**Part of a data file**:
%%
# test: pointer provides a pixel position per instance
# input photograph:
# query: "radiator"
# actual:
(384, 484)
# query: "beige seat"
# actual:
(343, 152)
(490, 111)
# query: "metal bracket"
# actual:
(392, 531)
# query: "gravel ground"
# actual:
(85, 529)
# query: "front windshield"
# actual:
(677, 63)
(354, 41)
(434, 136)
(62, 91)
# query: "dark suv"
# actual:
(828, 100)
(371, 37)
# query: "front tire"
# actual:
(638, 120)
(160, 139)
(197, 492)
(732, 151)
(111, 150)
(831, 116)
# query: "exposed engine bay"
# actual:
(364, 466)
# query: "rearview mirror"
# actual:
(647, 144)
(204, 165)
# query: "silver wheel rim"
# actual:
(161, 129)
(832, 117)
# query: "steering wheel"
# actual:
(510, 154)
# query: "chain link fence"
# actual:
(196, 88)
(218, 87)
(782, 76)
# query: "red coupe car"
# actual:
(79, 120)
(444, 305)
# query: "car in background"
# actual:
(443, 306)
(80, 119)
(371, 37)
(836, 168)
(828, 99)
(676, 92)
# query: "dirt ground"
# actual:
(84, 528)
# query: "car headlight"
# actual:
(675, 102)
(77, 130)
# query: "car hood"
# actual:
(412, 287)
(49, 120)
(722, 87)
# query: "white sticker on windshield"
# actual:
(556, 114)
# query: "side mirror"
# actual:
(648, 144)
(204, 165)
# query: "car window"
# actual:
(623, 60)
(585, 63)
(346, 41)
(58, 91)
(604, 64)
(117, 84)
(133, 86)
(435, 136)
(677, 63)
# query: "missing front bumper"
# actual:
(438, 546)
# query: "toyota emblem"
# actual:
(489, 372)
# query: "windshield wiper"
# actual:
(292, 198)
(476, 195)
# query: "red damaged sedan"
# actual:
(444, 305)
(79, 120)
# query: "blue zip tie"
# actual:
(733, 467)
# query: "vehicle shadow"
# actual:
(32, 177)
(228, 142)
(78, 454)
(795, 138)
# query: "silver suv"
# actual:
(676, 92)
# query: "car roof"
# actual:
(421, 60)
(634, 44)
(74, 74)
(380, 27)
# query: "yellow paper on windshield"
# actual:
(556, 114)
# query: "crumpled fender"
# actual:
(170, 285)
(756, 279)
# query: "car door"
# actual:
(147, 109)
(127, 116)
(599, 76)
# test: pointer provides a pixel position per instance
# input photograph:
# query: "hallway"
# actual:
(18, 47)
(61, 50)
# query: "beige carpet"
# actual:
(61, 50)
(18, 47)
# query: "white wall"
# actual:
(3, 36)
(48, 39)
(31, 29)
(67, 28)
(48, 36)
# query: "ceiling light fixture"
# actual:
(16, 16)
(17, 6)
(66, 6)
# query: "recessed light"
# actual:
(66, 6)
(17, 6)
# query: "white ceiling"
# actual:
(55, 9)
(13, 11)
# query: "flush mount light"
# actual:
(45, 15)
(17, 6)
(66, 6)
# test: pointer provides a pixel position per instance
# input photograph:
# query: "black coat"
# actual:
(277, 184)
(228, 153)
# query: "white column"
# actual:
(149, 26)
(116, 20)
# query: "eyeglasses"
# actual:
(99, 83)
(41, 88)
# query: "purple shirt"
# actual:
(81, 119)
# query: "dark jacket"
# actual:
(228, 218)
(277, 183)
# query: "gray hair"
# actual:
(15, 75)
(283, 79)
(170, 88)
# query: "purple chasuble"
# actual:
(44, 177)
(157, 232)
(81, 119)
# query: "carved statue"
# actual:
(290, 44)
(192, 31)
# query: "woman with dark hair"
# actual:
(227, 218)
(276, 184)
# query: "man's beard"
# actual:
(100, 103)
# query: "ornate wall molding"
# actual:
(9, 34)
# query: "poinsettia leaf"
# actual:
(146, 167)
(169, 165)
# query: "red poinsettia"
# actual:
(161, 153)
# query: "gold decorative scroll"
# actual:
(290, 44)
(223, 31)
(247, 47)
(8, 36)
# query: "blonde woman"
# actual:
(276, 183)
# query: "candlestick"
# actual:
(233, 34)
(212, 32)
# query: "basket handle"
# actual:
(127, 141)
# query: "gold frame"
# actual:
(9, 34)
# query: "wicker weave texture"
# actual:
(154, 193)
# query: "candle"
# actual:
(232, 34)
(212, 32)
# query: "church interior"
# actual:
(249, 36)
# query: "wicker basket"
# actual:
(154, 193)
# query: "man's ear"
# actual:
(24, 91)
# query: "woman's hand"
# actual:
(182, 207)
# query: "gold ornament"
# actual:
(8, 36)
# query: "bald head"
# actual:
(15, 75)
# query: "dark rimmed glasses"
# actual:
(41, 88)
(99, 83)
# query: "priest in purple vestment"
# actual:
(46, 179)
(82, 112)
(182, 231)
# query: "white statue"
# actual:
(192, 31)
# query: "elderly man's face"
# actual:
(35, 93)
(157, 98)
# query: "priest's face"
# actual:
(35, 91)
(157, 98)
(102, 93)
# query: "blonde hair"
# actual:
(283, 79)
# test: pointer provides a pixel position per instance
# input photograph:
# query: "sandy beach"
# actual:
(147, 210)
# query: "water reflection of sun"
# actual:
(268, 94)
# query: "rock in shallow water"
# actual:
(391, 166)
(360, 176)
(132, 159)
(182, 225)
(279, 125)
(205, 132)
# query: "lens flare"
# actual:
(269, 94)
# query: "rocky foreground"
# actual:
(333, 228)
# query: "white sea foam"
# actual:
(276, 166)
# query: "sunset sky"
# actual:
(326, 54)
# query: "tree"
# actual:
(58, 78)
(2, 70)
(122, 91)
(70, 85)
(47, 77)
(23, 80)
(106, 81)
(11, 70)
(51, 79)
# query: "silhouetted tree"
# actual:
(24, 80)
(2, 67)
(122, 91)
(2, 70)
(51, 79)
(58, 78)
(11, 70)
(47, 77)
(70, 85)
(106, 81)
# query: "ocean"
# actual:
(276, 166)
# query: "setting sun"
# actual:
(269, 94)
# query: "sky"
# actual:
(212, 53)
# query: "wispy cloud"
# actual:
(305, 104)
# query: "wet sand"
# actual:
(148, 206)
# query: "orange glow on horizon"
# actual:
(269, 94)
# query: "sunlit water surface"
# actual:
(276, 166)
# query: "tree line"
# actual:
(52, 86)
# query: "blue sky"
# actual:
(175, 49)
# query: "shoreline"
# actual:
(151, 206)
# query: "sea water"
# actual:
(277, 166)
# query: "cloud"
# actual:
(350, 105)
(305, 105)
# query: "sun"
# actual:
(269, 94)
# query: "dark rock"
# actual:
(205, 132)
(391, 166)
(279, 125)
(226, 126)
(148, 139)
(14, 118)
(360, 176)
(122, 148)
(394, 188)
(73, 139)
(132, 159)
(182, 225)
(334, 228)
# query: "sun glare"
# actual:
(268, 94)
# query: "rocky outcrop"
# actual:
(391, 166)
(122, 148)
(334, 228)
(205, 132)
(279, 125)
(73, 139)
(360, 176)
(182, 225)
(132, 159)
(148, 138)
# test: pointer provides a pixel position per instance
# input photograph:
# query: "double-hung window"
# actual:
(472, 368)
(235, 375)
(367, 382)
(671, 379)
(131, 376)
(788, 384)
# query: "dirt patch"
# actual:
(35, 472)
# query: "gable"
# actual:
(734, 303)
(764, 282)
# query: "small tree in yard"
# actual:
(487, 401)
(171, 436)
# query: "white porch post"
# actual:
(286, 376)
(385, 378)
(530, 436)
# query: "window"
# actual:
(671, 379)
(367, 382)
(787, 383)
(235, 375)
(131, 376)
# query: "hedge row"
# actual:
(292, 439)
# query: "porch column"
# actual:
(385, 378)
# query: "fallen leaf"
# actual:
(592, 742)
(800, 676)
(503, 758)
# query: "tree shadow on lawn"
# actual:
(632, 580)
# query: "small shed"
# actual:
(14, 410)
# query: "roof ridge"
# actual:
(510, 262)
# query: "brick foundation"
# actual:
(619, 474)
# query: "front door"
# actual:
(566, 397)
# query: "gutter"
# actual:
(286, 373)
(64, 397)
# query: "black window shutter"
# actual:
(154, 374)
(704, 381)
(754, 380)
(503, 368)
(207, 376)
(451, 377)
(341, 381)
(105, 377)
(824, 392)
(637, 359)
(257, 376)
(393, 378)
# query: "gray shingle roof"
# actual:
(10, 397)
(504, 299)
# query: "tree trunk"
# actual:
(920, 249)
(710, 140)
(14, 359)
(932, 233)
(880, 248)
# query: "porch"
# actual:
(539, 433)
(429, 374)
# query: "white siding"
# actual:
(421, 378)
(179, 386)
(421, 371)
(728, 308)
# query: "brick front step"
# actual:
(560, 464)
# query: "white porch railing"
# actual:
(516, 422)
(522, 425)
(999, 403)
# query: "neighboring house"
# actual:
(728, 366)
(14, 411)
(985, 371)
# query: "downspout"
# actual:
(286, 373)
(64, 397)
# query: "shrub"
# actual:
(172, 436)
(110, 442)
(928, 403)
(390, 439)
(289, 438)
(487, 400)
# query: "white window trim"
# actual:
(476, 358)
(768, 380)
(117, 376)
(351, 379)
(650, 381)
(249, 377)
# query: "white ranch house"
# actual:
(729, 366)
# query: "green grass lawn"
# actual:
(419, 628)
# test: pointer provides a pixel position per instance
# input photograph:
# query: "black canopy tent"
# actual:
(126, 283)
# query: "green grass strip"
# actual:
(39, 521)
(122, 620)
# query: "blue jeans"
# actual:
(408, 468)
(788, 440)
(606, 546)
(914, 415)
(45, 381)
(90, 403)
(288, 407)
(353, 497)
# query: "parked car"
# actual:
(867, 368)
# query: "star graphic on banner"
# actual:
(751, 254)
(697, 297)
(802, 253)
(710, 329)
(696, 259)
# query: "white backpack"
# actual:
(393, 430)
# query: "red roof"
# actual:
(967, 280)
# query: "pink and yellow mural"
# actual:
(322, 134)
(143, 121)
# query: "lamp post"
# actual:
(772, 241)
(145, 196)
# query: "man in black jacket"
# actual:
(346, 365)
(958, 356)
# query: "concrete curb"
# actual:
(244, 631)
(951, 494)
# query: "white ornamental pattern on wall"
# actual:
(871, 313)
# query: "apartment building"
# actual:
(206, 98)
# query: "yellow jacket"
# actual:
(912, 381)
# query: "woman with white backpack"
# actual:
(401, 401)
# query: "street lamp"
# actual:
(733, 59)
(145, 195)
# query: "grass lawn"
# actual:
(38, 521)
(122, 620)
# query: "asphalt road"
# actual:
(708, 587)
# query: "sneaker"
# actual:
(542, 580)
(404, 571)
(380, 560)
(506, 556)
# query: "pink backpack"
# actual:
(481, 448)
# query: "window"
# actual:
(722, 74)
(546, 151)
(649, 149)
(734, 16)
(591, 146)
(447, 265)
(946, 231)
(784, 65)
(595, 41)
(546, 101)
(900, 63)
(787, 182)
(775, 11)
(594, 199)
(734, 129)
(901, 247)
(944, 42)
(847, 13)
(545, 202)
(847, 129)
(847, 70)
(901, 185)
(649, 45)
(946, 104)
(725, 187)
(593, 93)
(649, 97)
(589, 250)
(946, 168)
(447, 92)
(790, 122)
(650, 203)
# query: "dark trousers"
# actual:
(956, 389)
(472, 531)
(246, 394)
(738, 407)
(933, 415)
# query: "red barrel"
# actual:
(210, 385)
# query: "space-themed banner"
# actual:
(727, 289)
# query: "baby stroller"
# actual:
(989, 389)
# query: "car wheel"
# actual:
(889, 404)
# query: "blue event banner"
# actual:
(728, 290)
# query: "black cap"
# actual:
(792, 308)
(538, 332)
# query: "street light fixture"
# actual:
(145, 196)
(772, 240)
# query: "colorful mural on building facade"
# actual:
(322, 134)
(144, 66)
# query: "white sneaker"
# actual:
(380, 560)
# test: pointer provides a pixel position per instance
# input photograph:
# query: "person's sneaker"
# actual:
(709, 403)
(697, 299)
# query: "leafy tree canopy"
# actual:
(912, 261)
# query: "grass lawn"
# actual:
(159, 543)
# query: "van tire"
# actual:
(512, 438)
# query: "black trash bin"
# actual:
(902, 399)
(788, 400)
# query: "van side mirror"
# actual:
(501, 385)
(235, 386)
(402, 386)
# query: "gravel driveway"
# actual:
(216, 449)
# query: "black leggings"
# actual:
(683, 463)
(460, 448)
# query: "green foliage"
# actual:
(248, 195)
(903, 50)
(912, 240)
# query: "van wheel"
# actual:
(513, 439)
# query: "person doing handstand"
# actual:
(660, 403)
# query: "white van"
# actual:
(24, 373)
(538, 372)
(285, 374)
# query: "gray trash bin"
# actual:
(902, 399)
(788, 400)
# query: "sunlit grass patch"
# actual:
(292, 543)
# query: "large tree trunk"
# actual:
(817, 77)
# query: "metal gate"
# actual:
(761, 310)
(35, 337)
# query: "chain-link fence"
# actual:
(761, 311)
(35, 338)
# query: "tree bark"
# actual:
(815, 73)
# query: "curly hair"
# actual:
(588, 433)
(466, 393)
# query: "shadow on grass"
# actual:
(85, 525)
%%
**What the task requires**: Please return every line of the rows above that contains the word "small".

**Response to this task**:
# query: "small tree in yard"
# query: "small shed"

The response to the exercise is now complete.